Exercise objective
When you answer, give every record back exactly as written.
-------------------------
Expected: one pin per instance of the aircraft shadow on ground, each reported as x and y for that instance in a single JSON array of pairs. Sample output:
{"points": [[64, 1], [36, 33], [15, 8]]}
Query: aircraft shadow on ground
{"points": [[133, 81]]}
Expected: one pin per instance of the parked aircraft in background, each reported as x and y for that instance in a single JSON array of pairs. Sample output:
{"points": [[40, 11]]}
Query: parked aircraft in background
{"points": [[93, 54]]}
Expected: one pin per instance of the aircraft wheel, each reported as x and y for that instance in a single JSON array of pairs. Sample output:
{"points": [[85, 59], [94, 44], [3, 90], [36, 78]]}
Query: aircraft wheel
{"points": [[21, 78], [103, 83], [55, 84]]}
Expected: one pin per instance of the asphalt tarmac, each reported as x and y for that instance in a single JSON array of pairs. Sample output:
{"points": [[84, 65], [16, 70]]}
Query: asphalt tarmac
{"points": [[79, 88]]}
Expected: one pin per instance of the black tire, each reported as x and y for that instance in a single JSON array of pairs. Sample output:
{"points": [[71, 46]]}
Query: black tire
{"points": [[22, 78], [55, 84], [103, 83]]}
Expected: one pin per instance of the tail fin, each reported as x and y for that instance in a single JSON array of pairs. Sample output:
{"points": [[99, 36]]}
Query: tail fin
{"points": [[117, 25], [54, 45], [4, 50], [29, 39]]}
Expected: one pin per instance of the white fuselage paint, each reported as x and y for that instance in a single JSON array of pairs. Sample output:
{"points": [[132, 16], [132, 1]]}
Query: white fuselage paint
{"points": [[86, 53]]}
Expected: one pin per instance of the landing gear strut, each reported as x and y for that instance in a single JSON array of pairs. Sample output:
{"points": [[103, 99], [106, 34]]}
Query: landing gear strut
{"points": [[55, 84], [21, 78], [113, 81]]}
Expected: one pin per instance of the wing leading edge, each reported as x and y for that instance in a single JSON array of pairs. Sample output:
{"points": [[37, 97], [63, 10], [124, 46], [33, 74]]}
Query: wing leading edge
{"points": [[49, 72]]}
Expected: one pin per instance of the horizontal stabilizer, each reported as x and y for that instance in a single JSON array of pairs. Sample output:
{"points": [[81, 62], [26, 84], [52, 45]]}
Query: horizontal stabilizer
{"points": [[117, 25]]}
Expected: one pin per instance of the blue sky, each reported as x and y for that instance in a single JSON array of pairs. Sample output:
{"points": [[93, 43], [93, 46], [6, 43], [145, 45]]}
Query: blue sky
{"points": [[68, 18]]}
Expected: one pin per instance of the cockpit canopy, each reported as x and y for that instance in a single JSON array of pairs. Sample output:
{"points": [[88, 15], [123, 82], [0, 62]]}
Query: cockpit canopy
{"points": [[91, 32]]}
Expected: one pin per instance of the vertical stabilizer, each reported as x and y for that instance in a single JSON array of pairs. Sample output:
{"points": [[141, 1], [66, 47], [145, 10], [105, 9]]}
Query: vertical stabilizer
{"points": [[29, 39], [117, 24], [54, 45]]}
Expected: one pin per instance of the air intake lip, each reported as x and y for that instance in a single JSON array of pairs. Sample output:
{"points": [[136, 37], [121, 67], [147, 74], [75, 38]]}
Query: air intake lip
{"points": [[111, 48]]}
-------------------------
Task answer
Expected: one pin per instance of the aircraft shadow on ground, each reported as x and y for that instance in a single JSON array of pairs. Sample output:
{"points": [[64, 1], [36, 33], [15, 8]]}
Query: aircraft shadow on ground
{"points": [[133, 81]]}
Expected: one pin per instance of the parked aircraft in background, each reported as x and y for that instance in a single JSON array of pairs. Sample output:
{"points": [[40, 11]]}
Query: parked aircraft in background
{"points": [[93, 54]]}
Expected: one pin per instance of the aircraft wheel, each reported as x and y for that instance in a single JSON array of pairs. Sample output:
{"points": [[85, 59], [94, 44], [3, 90], [36, 78]]}
Query: aircraft wheel
{"points": [[21, 78], [103, 83], [55, 84]]}
Expected: one pin per instance of the asphalt tarmac, each reported as x and y for that instance in a single JSON array of pairs. Sample output:
{"points": [[84, 65], [16, 70]]}
Query: asphalt tarmac
{"points": [[79, 88]]}
Expected: one pin per instance of the black tire, each reported as x and y for that instance in a single JSON array of pairs. Sample output:
{"points": [[71, 46]]}
Query: black tire
{"points": [[22, 78], [55, 84], [103, 83]]}
Expected: one pin per instance of the tail fin, each reported as x and y for that instance in a single JSON array of pairs. Sample output:
{"points": [[99, 36]]}
Query: tail fin
{"points": [[117, 25], [54, 45], [4, 50], [29, 39]]}
Expected: one pin per instance of the white fuselage paint, each reported as x and y for that instance in a single JSON array of pairs. Sample output:
{"points": [[132, 16], [132, 1]]}
Query: white fuselage paint
{"points": [[86, 53]]}
Expected: one pin per instance of the landing gear strut, each reported as x and y for that instance in a single JSON array of pairs. Sample output:
{"points": [[103, 99], [106, 34]]}
Query: landing gear strut
{"points": [[55, 84], [21, 78], [113, 81]]}
Expected: one pin per instance of the wing leading edge, each reported as x and y for that instance in a single JSON array of pairs. Sample output:
{"points": [[37, 97], [63, 10], [124, 46], [33, 74]]}
Query: wing leading edge
{"points": [[49, 72]]}
Expected: one pin per instance of the horizontal stabilizer, each reported as x and y for that instance in a single JSON array of pairs. Sample output:
{"points": [[81, 62], [26, 84], [52, 45]]}
Query: horizontal stabilizer
{"points": [[117, 25]]}
Expected: one pin per instance of the blue sky, each reported as x and y for that instance in a single JSON array of pairs. Sample output:
{"points": [[93, 43], [93, 46], [6, 43], [145, 45]]}
Query: blue sky
{"points": [[68, 18]]}
Expected: one pin per instance of the cockpit canopy, each reported as x and y for that instance in a single JSON array of pairs. Sample output:
{"points": [[88, 15], [123, 82], [0, 62]]}
Query: cockpit canopy
{"points": [[91, 32]]}
Expected: one pin per instance of the vertical stabilizer, each reported as x and y for that instance in a single JSON array of pairs. Sample output:
{"points": [[141, 1], [66, 47], [145, 10], [105, 9]]}
Query: vertical stabilizer
{"points": [[29, 39], [117, 24], [54, 45]]}
Expected: one pin per instance of the air intake lip, each reported as x and y for that instance in a single JSON array of pairs. Sample output:
{"points": [[136, 37], [121, 67], [147, 74], [75, 38]]}
Query: air intake lip
{"points": [[111, 48]]}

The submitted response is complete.